__DIRECTIONS__. Convert every line of the entries below into a Markdown table with the columns No. and Line, numbering the rows and omitting blank lines. Leave the pictures out.

__AVAILABLE DATA__.
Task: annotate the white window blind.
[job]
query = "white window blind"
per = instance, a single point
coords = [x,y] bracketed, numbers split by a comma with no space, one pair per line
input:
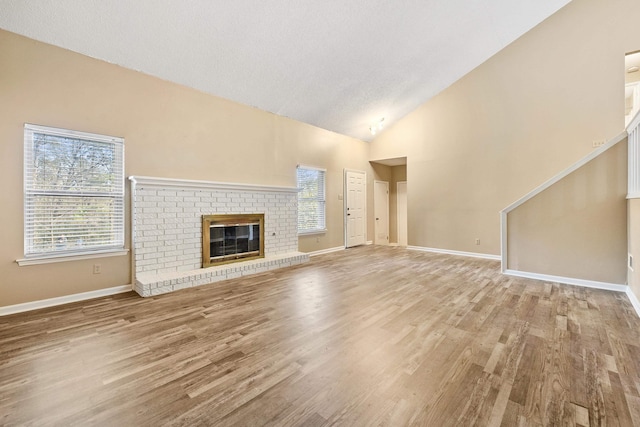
[311,200]
[73,191]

__CORRECT OUTPUT__.
| No. | Line |
|---|---|
| 1 | Task: annotate the white window blind. |
| 2 | [job] |
| 3 | query = "white window blind" |
| 4 | per = instance, a single point |
| 5 | coords = [x,y] bracketed, numbers split by a comma with no space, one pair per line |
| 6 | input: |
| 7 | [311,200] |
| 8 | [73,191] |